> **Task directions**: Which characters does the film review below name, leaving out the actors who play them?
***** Text *****
Reviewed by Rama Gaind.
Director: Steven Soderbergh, Roadshow Entertainment.
This is one psychological thriller that’s far from Soderbergh’s most memorable offering, but it is well-paced with an engaging storyline. It is set in the financial world of New York where pharmaceutical experimentation and marketing lend new elements to this film.
The life of a successful couple, Emily (Rooney Mara) and Martin Taylor (ChanningTatum) unravels when a new drug meant to treat anxiety is prescribed by psychiatrist Jonathan Banks (Jude Law) – and ends up with unexpected side effects.
She’s been under care before, with a shrink named Victoria Siebert (Catherine Zeta-Jones), but Banks thinks Emily may get good results from a new drug. Meanwhile, a drug company has paid him $50,000 to study it during the licensing period
Performances are solid, particularly from Law as the empathetic but embattled analyst.
Thomas Newman’s haunting musical score is significant, underlying, never deafening and an integral part of the movie. This spellbinding spin about big pharma and mental health, unkindly leaves you hankering for that one last fix.
There’s an ability to simultaneously be afraid and creepy. Soderbergh’s film manages to instill fascination, mingled with fear, in an almost intravenous way.
The film, at first, however, looked as if it was going to make a socially conscious comment about the corrupt influence of drug companies, but it dwindles into an artificial provider of thrills.
***** Data below *****
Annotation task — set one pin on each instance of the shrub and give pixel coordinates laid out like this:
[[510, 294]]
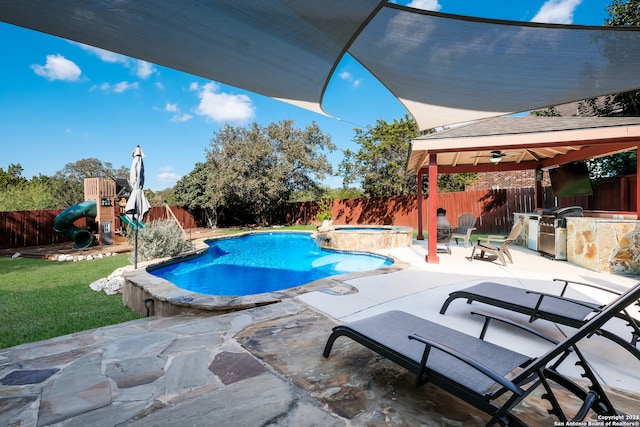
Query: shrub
[[158, 239]]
*****
> **Reply to the task**: Emily, Martin Taylor, Jonathan Banks, Victoria Siebert